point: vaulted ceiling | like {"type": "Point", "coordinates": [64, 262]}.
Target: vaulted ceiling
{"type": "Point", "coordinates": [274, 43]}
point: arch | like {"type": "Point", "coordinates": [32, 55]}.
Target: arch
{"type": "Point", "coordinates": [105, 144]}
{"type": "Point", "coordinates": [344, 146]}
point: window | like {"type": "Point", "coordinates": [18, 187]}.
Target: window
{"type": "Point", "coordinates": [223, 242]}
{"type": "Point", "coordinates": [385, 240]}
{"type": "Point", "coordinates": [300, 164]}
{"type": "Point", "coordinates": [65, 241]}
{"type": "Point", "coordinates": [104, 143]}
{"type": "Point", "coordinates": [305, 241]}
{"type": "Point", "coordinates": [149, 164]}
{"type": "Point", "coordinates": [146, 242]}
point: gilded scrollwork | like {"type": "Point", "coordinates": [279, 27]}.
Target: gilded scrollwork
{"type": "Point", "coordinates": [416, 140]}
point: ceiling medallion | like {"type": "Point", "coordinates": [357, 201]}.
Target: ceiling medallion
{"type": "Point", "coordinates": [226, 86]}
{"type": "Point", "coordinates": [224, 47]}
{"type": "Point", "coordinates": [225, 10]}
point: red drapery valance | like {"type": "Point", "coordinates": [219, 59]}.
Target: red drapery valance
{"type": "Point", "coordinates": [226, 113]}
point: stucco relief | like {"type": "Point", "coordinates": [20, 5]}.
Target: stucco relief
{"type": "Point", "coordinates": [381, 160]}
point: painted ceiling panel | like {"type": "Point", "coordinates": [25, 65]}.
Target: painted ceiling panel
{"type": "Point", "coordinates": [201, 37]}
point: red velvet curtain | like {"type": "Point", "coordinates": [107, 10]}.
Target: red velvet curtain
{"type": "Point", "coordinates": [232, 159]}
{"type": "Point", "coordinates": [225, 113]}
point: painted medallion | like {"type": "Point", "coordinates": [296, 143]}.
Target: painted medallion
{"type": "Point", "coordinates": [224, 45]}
****************************************
- [WORK REQUIRED]:
Beginning at the line that holds "point: painted ceiling", reproduce each line of the records above down to and including the last one.

- [REPLY TO THE EXERCISE]:
point: painted ceiling panel | like {"type": "Point", "coordinates": [25, 65]}.
Target: painted ceiling panel
{"type": "Point", "coordinates": [201, 37]}
point: red velvet curtain | like {"type": "Point", "coordinates": [107, 10]}.
Target: red velvet curtain
{"type": "Point", "coordinates": [232, 159]}
{"type": "Point", "coordinates": [225, 113]}
point: painted medallion | like {"type": "Point", "coordinates": [296, 143]}.
Target: painted medallion
{"type": "Point", "coordinates": [224, 45]}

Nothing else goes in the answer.